TASK:
Will you edit the lines between the one holding "The service SHOULD locate every instance of the grass field" and the one holding "144], [111, 135]]", inclusive, so that "dark rock" becomes "black rock", leaving everything else as it is?
** start of DATA FOR THIS EXERCISE **
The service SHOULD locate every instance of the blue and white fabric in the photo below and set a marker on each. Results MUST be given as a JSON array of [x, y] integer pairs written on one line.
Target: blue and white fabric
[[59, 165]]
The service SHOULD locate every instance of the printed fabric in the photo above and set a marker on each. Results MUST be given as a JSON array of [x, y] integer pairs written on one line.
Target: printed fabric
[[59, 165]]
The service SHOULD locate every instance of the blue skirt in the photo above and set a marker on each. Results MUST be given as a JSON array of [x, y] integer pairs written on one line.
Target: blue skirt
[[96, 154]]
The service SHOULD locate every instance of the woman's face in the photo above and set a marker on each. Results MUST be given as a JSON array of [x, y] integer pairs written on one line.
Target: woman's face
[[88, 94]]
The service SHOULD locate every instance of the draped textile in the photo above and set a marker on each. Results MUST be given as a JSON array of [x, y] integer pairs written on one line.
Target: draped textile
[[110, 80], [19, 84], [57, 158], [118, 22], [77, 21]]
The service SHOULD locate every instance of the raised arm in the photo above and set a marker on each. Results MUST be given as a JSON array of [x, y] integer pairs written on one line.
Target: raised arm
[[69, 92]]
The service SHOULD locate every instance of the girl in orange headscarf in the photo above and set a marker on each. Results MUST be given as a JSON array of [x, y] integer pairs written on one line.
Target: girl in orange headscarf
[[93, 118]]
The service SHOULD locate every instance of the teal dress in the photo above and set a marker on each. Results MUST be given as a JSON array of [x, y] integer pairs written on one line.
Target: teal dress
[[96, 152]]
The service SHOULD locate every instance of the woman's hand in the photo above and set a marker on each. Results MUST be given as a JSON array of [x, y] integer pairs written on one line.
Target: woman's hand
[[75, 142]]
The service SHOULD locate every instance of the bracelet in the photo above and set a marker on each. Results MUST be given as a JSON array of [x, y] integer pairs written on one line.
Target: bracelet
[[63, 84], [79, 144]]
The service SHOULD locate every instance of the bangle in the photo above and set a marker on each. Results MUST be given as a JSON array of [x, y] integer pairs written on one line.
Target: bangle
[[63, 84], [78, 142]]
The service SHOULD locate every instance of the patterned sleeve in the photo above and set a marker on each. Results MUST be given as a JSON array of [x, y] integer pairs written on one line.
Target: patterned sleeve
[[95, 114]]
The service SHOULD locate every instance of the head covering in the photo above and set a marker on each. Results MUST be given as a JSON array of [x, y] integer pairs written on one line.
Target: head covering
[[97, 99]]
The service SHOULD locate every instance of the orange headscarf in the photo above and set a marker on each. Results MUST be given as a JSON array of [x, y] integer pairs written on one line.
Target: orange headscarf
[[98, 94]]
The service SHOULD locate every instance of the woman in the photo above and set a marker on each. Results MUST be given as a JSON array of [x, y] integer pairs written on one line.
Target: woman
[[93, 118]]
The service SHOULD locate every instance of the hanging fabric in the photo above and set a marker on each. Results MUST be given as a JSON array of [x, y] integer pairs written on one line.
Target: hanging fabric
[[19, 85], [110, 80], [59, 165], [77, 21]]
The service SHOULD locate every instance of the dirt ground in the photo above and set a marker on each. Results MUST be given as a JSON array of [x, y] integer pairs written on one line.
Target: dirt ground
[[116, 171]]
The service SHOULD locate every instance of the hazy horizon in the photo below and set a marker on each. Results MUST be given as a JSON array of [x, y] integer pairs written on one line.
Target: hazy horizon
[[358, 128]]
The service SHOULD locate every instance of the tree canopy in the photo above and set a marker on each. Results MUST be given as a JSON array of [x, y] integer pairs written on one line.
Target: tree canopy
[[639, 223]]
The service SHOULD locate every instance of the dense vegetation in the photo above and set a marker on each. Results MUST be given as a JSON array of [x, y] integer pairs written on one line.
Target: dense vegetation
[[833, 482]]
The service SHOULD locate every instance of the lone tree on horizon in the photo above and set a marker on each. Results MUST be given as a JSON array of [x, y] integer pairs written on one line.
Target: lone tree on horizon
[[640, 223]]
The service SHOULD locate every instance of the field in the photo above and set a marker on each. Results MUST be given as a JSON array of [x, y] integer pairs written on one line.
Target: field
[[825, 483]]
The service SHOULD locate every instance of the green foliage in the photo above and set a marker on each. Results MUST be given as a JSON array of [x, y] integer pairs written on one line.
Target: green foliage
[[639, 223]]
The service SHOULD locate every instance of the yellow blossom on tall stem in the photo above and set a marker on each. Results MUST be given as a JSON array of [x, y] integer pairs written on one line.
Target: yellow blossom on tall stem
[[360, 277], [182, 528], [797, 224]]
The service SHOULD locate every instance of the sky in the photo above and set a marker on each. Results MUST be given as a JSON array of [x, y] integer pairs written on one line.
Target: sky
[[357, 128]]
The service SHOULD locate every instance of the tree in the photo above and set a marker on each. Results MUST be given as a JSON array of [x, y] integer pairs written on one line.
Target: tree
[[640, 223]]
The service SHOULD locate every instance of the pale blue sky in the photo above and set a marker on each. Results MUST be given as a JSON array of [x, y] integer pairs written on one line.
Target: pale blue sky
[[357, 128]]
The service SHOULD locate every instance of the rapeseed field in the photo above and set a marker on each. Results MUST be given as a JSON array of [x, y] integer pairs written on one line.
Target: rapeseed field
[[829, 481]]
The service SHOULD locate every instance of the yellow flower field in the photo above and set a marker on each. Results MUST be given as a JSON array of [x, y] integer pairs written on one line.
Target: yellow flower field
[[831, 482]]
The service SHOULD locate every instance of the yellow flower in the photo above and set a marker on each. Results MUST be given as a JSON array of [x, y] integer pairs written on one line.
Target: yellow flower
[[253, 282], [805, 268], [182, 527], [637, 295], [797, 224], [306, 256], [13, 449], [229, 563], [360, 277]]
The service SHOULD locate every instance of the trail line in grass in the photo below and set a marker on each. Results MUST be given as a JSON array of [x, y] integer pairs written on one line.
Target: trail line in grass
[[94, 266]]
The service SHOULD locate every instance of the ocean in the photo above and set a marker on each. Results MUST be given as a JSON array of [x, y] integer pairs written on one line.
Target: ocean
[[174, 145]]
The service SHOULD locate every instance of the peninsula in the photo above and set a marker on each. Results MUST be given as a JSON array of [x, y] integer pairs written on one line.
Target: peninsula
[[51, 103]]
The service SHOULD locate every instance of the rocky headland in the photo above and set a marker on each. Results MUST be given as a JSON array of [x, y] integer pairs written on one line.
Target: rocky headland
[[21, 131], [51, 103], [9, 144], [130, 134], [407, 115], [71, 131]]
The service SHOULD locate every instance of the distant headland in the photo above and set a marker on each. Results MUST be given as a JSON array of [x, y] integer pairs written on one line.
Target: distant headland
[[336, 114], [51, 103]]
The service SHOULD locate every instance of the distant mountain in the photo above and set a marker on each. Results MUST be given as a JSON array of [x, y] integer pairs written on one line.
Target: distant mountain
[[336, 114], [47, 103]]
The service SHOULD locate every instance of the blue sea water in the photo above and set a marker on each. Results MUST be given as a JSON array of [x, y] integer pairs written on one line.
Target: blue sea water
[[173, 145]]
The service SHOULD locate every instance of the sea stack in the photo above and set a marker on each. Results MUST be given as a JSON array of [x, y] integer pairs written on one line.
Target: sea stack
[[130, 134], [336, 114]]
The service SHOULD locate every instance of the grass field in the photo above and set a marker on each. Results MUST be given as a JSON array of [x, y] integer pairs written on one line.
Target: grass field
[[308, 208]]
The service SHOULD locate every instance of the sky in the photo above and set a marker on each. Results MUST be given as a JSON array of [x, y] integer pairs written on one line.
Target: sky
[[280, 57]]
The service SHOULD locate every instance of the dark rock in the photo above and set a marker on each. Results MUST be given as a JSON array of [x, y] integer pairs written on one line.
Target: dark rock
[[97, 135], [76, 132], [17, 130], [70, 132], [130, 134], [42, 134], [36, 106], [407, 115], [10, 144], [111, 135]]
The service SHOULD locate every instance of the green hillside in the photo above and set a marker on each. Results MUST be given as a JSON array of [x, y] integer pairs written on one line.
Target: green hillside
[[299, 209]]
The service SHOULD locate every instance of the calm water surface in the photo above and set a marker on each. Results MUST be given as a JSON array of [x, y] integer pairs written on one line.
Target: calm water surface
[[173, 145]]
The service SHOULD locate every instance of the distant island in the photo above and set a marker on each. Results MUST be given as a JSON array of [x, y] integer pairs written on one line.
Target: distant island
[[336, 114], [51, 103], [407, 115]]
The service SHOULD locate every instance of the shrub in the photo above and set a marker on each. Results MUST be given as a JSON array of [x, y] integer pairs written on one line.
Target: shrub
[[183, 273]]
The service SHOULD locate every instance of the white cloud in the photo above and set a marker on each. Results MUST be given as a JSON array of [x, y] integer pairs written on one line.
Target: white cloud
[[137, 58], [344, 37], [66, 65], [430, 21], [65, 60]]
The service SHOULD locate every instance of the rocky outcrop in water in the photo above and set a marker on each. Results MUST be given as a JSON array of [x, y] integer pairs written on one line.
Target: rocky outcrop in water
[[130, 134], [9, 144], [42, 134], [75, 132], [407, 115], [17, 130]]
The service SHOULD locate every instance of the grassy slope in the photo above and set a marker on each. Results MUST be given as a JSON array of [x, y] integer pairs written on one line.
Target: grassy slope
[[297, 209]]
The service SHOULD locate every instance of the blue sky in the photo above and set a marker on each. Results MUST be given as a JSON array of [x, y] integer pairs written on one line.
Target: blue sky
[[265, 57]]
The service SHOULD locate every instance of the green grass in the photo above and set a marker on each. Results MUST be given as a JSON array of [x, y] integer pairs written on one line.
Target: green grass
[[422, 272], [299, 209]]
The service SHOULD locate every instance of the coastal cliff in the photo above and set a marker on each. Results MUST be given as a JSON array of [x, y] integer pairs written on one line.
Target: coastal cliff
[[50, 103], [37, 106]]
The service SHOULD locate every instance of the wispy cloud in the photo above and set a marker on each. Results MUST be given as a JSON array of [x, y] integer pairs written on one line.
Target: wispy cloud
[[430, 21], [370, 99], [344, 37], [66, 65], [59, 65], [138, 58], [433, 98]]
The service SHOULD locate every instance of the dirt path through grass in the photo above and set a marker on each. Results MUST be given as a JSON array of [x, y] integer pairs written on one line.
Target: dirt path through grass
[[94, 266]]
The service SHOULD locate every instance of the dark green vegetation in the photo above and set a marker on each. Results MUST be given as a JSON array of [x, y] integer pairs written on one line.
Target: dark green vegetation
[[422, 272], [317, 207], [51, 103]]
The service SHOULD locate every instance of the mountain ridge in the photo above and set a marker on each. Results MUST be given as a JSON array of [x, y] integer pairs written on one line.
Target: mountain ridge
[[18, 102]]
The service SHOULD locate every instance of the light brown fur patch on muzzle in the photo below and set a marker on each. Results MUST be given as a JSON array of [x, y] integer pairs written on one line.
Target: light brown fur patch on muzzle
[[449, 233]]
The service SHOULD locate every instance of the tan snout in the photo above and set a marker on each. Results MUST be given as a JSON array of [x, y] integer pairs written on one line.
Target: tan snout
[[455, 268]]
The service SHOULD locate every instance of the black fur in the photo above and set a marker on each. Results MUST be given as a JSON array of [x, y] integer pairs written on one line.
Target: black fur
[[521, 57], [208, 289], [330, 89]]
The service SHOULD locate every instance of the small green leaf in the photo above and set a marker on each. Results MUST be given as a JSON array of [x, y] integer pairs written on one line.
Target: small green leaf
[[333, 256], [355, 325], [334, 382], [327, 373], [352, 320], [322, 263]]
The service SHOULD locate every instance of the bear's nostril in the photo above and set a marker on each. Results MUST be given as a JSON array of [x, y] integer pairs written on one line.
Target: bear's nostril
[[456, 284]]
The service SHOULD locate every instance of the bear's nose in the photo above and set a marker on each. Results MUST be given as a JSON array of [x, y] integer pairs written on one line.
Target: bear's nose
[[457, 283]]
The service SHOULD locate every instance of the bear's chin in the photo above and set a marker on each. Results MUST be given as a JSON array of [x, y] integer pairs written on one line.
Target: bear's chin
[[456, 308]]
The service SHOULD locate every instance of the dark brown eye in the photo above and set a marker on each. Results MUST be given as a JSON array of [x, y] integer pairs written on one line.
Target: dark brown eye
** end of DATA FOR THIS EXERCISE **
COMPLETED TASK:
The service SHOULD locate every instance of the grass field in the photo above and set a marker on each. Results MUST be given as a JSON array of [x, y] integer pairs written on one line.
Target: grass field
[[308, 208]]
The service SHOULD locate every instance of the sky in the photo above and set a marker on each. Results MUST be given as a JSON array of [x, y] integer pairs written on one line.
Target: sky
[[280, 57]]
The service SHOULD locate every instance of the black rock in the photo above and set a marker on each. Results MUST be given as a JSON array of [x, y] integer pairs written on one line.
Target: black rock
[[97, 135], [76, 132], [17, 130], [70, 132], [130, 134], [42, 134], [36, 106], [407, 115], [10, 144], [111, 135]]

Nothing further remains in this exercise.